Bei welchem Shop gibt es laut KevM in der Forendiskussion über das Schaltauge des Commencal Meta 55 die Schaltaugen ebenfalls?

[QUELLDOKUMENT]
--*--
# Ausfallende/Schaltauge Commencal Meta 55



## Simon Katsch (16. Februar 2013)

hey zusammen,
wo kauft ihr denn für eure commencals die Schaltaugen....falls mal eins zu Bruch geht??


----------



## R.C. (16. Februar 2013)

Simon Katsch schrieb:


> hey zusammen,
> wo kauft ihr denn für eure commencals die Schaltaugen....falls mal eins zu Bruch geht??



Bei Commencal http://www.commencal-store.co.uk/PBSCCatalog.asp?CatID=1652139 oder dem Vertrieb fuer Commencal?!


----------



## MTB-News.de




----------



## Simon Katsch (16. Februar 2013)

alles klar.also direkt...hab nämlich nach paar inet Shops gesucht und nicht wirklich was passendes gefunden!
danke r.c.


----------



## KevM (22. Februar 2013)

Bei crc gibts die Schaltaugen auch.


----------



## Simon Katsch (24. Februar 2013)

KevM schrieb:


> Bei crc gibts die Schaltaugen auch.





Danke!
Das Gute liegt so nah 
auf crc bin ich nicht gekommen


----------
--*--
[BEREITGESTELLTE DATENSÄTZE]

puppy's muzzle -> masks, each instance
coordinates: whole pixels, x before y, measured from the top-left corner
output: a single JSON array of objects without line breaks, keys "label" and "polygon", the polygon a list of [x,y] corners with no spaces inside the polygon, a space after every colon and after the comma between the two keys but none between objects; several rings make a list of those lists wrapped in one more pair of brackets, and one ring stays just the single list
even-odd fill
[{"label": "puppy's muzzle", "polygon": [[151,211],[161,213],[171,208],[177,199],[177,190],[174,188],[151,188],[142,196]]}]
--*--
[LÖSUNG] Bei crc.